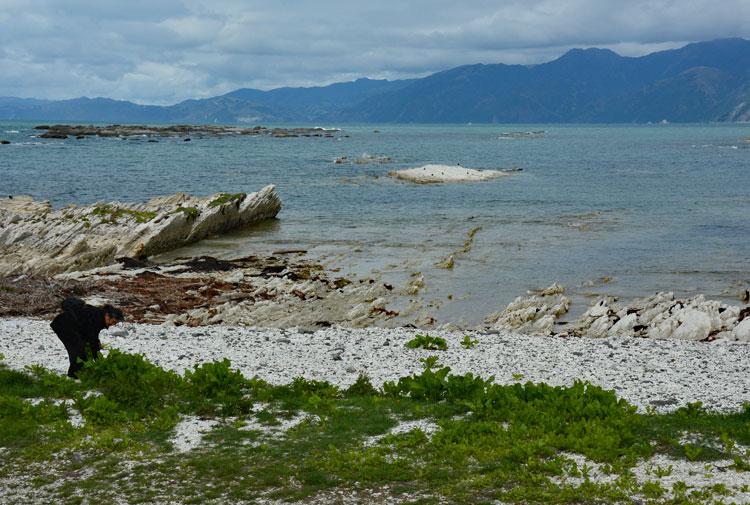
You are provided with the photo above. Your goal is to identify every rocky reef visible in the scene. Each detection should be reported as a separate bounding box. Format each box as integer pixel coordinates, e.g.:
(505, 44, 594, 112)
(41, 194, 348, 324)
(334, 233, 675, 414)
(0, 187, 281, 276)
(33, 124, 344, 140)
(487, 284, 750, 342)
(0, 253, 405, 330)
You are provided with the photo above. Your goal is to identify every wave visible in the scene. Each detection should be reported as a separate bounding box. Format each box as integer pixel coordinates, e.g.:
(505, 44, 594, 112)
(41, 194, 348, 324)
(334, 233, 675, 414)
(3, 130, 19, 134)
(497, 130, 545, 140)
(692, 144, 741, 149)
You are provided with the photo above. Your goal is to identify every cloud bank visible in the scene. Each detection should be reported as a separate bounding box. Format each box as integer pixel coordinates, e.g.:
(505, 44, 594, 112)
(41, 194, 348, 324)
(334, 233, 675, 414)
(0, 0, 748, 103)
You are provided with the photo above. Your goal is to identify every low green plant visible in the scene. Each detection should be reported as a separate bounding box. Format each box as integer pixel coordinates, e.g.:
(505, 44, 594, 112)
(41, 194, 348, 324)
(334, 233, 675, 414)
(184, 359, 251, 416)
(405, 334, 447, 351)
(683, 443, 703, 461)
(0, 394, 70, 448)
(460, 335, 478, 349)
(344, 374, 378, 397)
(419, 355, 440, 369)
(78, 349, 182, 417)
(3, 350, 750, 503)
(170, 206, 200, 220)
(91, 205, 157, 224)
(641, 480, 665, 499)
(77, 396, 128, 427)
(733, 455, 750, 471)
(652, 463, 673, 477)
(208, 193, 246, 208)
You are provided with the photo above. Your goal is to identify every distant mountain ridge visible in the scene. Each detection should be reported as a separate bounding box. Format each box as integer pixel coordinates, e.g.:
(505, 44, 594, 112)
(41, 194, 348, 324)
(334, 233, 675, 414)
(1, 38, 749, 124)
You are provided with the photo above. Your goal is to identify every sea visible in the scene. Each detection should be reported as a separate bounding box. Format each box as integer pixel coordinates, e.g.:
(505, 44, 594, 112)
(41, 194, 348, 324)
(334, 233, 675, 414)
(1, 122, 749, 325)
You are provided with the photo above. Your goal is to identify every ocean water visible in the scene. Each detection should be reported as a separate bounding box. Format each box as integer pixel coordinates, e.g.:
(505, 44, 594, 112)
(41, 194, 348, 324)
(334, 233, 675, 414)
(1, 122, 749, 324)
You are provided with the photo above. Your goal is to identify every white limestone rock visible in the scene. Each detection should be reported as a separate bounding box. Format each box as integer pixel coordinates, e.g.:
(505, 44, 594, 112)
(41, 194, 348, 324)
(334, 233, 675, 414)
(565, 291, 745, 341)
(487, 283, 570, 335)
(671, 308, 712, 341)
(0, 186, 281, 276)
(390, 164, 509, 184)
(732, 318, 750, 341)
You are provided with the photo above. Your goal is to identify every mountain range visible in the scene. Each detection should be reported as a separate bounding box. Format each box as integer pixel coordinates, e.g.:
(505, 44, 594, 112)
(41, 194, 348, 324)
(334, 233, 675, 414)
(1, 38, 749, 124)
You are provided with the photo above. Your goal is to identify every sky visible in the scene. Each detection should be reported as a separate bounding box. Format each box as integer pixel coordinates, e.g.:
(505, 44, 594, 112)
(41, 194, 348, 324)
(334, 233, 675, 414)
(0, 0, 748, 104)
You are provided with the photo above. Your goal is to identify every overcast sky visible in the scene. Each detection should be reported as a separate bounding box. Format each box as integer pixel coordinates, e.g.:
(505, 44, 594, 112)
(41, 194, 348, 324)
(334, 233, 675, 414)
(1, 0, 748, 104)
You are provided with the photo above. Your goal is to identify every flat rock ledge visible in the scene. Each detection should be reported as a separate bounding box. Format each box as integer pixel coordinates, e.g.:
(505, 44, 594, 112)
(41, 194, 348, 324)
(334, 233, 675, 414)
(33, 124, 343, 139)
(390, 164, 510, 184)
(0, 186, 281, 276)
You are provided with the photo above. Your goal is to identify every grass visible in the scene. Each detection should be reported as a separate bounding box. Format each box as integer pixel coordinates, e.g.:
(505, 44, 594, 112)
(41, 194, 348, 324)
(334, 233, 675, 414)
(0, 351, 748, 503)
(91, 204, 157, 224)
(169, 206, 200, 220)
(208, 193, 246, 208)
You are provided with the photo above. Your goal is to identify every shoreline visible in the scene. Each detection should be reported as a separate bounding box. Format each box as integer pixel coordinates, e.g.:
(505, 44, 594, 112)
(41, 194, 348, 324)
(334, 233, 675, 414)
(1, 317, 748, 413)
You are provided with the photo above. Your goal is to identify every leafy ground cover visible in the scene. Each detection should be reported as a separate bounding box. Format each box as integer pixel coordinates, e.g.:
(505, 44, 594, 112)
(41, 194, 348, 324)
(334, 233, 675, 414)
(0, 349, 748, 504)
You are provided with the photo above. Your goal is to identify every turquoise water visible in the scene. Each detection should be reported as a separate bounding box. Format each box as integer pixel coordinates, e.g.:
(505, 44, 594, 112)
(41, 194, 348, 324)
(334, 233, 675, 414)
(1, 122, 749, 323)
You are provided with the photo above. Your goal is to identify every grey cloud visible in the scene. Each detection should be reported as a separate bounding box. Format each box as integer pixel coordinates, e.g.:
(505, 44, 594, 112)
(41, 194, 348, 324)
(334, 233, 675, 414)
(0, 0, 747, 103)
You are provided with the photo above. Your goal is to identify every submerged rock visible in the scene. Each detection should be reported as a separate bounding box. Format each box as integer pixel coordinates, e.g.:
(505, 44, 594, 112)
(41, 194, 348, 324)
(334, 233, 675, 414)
(0, 187, 281, 276)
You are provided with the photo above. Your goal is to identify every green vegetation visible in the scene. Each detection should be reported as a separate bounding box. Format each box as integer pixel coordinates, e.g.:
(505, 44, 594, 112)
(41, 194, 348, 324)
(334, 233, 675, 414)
(169, 206, 200, 220)
(461, 225, 482, 253)
(208, 193, 246, 208)
(460, 335, 478, 349)
(405, 334, 448, 351)
(0, 351, 748, 503)
(91, 204, 157, 224)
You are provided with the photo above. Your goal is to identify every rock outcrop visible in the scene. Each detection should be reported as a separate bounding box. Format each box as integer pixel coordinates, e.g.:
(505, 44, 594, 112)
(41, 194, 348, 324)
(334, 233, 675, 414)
(0, 186, 281, 276)
(390, 165, 509, 184)
(485, 283, 571, 335)
(487, 285, 749, 341)
(562, 292, 747, 341)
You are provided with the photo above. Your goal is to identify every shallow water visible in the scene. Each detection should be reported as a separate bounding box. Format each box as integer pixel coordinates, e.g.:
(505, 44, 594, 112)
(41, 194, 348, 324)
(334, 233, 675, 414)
(1, 122, 749, 324)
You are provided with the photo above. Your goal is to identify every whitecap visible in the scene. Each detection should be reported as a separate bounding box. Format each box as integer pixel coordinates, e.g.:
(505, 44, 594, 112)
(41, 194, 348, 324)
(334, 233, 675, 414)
(3, 130, 19, 134)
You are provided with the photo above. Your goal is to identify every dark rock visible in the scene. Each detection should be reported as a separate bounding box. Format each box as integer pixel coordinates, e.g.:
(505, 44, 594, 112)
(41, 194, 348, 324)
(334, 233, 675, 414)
(0, 140, 10, 145)
(650, 398, 678, 407)
(116, 257, 151, 269)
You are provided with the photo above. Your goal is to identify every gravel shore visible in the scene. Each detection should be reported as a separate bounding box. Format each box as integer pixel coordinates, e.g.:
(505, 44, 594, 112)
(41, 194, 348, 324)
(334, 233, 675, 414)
(1, 317, 748, 413)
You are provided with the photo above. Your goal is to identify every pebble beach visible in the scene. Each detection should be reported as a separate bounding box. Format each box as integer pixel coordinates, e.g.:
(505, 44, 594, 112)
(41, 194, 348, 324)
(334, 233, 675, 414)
(2, 317, 748, 414)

= = =

■ **Work order**:
Filter the listing above by the word "mountain"; copy each line that passes.

■ **Solved exercise**:
You are provided with the photo above. Your goal is to identify every distant mountain ridge visible in the scene. Each detection should be reported as a separate bounding box. Format each box as integer pixel coordinates, e.g.:
You are provided with the photo above. Your goal is to identify every mountain range visible in the scene. Each detection should be reported as a separate bounding box. Format each box as integer pixel coordinates, e.g.:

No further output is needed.